Listing from a data source
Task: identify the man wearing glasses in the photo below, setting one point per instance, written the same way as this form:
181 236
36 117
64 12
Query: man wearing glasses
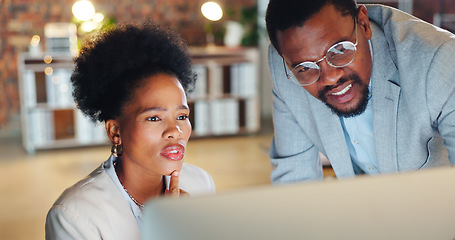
372 88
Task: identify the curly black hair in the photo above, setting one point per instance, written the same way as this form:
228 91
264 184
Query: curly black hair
284 14
111 65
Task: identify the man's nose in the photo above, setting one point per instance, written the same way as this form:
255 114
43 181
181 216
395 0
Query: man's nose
329 75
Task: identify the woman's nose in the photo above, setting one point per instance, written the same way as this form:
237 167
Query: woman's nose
173 131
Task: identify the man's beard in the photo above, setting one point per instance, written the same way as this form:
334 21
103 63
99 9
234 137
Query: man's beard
362 105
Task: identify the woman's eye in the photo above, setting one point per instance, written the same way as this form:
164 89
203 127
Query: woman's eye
183 117
153 119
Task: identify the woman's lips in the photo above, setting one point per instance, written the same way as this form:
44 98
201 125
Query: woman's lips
174 152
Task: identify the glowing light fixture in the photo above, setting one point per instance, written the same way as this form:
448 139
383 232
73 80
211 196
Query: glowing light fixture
212 11
35 40
88 26
83 10
98 17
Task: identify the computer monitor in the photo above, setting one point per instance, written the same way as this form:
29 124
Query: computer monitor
413 205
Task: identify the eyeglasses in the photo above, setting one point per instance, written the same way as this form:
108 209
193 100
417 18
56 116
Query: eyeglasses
338 56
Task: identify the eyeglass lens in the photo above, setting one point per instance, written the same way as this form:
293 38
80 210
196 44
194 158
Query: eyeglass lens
339 55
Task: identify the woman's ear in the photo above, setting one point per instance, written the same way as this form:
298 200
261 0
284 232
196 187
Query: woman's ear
113 131
363 22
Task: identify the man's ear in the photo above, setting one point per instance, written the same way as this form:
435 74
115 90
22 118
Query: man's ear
113 131
363 22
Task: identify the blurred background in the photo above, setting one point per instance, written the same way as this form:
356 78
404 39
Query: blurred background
46 145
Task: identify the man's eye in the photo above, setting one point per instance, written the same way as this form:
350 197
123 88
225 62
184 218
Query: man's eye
183 117
153 119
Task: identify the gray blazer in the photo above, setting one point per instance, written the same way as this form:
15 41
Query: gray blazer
413 83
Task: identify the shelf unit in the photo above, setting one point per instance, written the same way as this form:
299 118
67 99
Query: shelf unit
225 100
49 116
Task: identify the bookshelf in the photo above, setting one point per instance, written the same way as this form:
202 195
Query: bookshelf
49 116
225 100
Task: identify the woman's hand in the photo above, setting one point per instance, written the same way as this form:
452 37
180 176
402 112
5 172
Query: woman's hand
174 190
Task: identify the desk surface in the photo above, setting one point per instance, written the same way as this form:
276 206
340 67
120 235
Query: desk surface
416 205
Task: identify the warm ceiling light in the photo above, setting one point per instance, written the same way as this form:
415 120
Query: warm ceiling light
83 10
212 11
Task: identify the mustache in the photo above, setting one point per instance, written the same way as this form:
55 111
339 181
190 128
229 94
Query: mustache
323 93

> **Exercise prompt**
Please lay out the lines of the listing above, from the line with "Task: identify the woman's hand" through the end of the listing, as a JSON list of strings with one string per line, both ends included. Leave out any blank lines.

> **Correct response**
[
  "Task: identify the woman's hand in the photo above, setting one point per instance, written the same way as this form:",
  "452 37",
  "180 176",
  "402 112",
  "5 172",
  "Query: woman's hand",
  "174 190",
  "Task: identify the desk surface in the photo above, setting one point per instance, written the same way as this form:",
  "276 206",
  "340 67",
  "120 235",
  "Query: desk surface",
  "416 205",
  "Task: identify the warm ceiling light in the photo above, setting one point per instance, written the same way as this form:",
  "415 120",
  "Query: warm ceiling light",
  "83 10",
  "212 11",
  "Task: identify the mustache in the photo above, setting one point per instance, written the same way as this form:",
  "55 111",
  "339 181",
  "190 128",
  "229 94",
  "Query: mustache",
  "323 93"
]